Excerto »
####
Exmo. Senhor
Presidente da Câmara Municipal
de Lamego
Rua Padre Alfredo Pinto Teixeira
5100 – 150 Lamego
 
 
Vossa Ref.ª
Proc. 000.05.00
Of.º n.º 3313
 
 
Vossa Comunicação
03/03/2014
Nossa Ref.ª
Proc. Q-6085/12 (UT1)
 
 
 
RECOMENDAÇÃO N.º 2/A/2015
 
(alínea a), do n.º 1, do artigo 20.º, da Lei n.º 9/91, de 9 de abril, na redação dada pela Lei n.º 17/2013,
de 18 de fevereiro)
 
 
Assunto: domínio público – uso comum – estacionamento tarifado – dístico para moradores – taxa municipal
 
Nos termos e para os efeitos do disposto na alínea a), do n.º 1, do artigo 20.º, da Lei n.º 9/91, de 9 de abril, na redação dada pela Lei n.º 17/2013, de 18 de fevereiro, e em face da motivação seguidamente apresentada, recomendo a V. Exa. que proponha à Assembleia Municipal:
 
A alteração da Tabela Geral de Taxas e Licenças e Tarifário de Água, Drenagem de Águas Residuais e Resíduos Sólidos em vigor no concelho de Lamego no sentido de (i) conformar o valor da taxa liquidada pelo designado «cartão mensal de morador» com os princípios da proporcionalidade, da equivalência e da justa repartição dos encargos públicos e (ii) precedendo revisão da fundamentação económica e financeira.
 
§1.º – Considerações preliminares
Apreciei uma queixa deduzida por oposição dos moradores ao valor de uma taxa a liquidar mensalmente pela renovação do designado cartão de morador, previsto nos artigos 9.º a 14.º do Regulamento das Zonas de Estacionamento de Duração Limitada em vigor no município de Lamego[1].
Este regulamento permite às pessoas singulares que residam em rua sujeita a estacionamento de duração limitada obterem a isenção da tarifa, contanto que não disponham de estacionamento privativo ou não disponham de lugares de estacionamento gratuito num raio de 150 metros do local de residência.
O título da isenção designa-se «cartão de morador».
É atribuído apenas um cartão de morador por cada fogo de habitação (n.º 3 do artigo 11.º).
A obtenção desse cartão, contudo, obriga ao pagamento mensal de uma taxa que, de acordo com a Tabela Geral de Taxas e Licenças e Tarifário de Água, Drenagem de Águas Residuais e Resíduos Sólidos, tem o valor de € 60,00[2].
É este valor que alguns residentes na Rua D. João da Silva Campos Neves, na Praceta Arantes de Oliveira e na Rua do Columela contestam, por considerarem manifestamente excessivo.
Ao nosso pedido inicial de informações respondeu V. Exa. através do ofício n.º 7400, de 18 de junho de 2013.
Perante o teor dos esclarecimentos prestados, entendeu-se solicitar explicações complementares.
####
Entradas apresentadas »
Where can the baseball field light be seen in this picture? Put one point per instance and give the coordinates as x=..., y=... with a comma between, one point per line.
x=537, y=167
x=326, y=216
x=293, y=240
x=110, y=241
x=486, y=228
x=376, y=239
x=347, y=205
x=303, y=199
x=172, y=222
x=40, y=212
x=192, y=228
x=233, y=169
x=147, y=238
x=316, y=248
####
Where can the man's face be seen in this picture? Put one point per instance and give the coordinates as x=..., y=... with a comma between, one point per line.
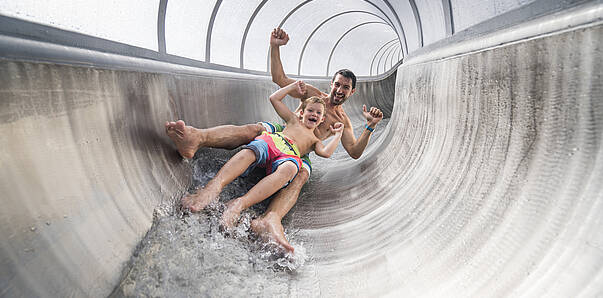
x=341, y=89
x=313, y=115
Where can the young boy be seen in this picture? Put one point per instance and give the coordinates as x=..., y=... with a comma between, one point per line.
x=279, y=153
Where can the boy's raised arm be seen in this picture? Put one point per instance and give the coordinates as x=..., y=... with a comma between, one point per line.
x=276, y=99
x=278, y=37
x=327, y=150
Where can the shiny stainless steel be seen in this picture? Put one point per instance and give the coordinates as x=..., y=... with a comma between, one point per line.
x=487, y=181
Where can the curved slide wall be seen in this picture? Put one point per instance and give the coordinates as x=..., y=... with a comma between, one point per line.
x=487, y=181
####
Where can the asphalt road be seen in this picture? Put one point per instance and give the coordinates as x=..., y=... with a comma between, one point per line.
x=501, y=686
####
Tarefas a realizar »
1. Indique todos os arruamentos cujos residentes contestam o valor da taxa, segundo a recomendação.
2. Na recomendação, qual é o valor da taxa mensal exigida pela obtenção do cartão de morador?
Responda com base exclusivamente na recomendação.

Resultados do exercício »
1.
Rua D. João da Silva Campos Neves
Praceta Arantes de Oliveira
Rua do Columela

2. € 60,00.